Fiscal 2005 First Quarter Review:
Multimedia generated revenue in Q1 2005 of $39.2 million, an increase of 13.7% compared to Q1 2004, primarily resulting from an increase in the installed base of player terminals in the C-TILG and charity markets. The Company's first-quarter 2004 results benefited from the sale of 239 player terminals, compared to the sale of 43 player terminals in the first quarter of 2005. First-quarter 2005 EBITDA (earnings before interest, taxes, depreciation and amortization), rose 10.8% to $21.5 million, from $19.4 million in the fiscal 2004 first quarter.
Multimedia's combined installed base of Class II, C-TILG and charity player terminals as of December 31, 2004 was 16,179 units, an increase of 5,458 units, or 50.9%, from 10,721 units as of December 31, 2003. This total was also 2,775 units higher (including the removal of 141 Legacy units) than the installed base as of September 30, 2004, reflecting installations during the quarter ended December 31, 2004 of 1,034 player terminals in Class II or charity facilities, and the installation of 2,864 C-TILG player terminals in November. These installations were partially offset by the removal of 1,123 player terminals during the quarter, primarily from Oklahoma facilities.
As a result of these incremental placements, and more significantly, the continued impact in Oklahoma from competitors' games, Multimedia's fiscal 2005 first quarter blended average hold per day across its network declined to a level below the blended average hold per day generated in the fiscal 2004 fourth quarter. Over time, we expect this trend to reverse as we convert our large installed base of player terminals in Oklahoma to games approved under the tribal-state compact in that jurisdiction.
The table below sets forth Multimedia's end-of-period installed player terminal base by product line or market for each of the five most recent fiscal quarters. Total Other Gaming Units includes unit placements in the charity bingo and C-TILG markets.

********

Directions for this task »
Rewrite the part of the first-quarter review that opens with the words "Multimedia's combined installed" and closes with "from Oklahoma facilities.", substituting "partly offset" for "partially offset".

Entries drawn from a collection »
********

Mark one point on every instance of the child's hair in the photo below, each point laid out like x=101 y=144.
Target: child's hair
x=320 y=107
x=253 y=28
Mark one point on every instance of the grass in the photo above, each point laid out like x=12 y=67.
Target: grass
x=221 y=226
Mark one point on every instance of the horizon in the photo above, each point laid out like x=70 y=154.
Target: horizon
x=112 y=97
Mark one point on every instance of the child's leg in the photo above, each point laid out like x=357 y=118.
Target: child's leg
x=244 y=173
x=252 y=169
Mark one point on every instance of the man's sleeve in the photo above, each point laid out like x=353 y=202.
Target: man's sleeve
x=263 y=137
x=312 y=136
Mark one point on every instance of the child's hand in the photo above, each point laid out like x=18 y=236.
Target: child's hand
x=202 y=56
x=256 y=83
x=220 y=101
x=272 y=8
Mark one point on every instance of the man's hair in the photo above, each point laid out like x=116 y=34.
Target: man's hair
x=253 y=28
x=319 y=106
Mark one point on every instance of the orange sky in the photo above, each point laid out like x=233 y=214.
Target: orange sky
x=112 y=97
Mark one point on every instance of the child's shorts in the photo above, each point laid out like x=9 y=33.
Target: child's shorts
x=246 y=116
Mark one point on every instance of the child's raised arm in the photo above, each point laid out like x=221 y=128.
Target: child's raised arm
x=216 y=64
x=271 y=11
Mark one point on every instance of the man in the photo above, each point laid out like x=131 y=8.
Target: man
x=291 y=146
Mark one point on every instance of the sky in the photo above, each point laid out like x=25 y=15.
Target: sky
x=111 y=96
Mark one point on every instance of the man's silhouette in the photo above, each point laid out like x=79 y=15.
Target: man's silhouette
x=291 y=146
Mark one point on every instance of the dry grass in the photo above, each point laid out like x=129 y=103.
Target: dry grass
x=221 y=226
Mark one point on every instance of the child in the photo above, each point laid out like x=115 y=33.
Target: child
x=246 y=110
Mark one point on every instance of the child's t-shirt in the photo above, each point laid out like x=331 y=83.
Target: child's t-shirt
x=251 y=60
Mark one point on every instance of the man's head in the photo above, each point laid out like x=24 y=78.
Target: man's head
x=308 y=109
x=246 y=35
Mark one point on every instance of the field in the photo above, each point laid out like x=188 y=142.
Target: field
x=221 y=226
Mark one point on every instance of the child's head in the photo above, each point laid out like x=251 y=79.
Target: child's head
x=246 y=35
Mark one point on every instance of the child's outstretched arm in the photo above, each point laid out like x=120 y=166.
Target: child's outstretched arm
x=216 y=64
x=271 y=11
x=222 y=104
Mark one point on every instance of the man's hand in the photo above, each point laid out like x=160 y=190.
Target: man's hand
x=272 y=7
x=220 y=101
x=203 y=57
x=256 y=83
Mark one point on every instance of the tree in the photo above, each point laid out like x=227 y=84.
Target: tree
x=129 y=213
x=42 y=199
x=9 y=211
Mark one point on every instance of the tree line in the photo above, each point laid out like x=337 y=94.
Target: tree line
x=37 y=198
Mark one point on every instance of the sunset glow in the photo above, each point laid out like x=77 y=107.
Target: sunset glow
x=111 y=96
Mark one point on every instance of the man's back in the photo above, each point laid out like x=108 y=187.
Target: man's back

********

Written solution »
Multimedia's combined installed base of Class II, C-TILG and charity player terminals as of December 31, 2004 was 16,179 units, an increase of 5,458 units, or 50.9%, from 10,721 units as of December 31, 2003. This total was also 2,775 units higher (including the removal of 141 Legacy units) than the installed base as of September 30, 2004, reflecting installations during the quarter ended December 31, 2004 of 1,034 player terminals in Class II or charity facilities, and the installation of 2,864 C-TILG player terminals in November. These installations were partly offset by the removal of 1,123 player terminals during the quarter, primarily from Oklahoma facilities.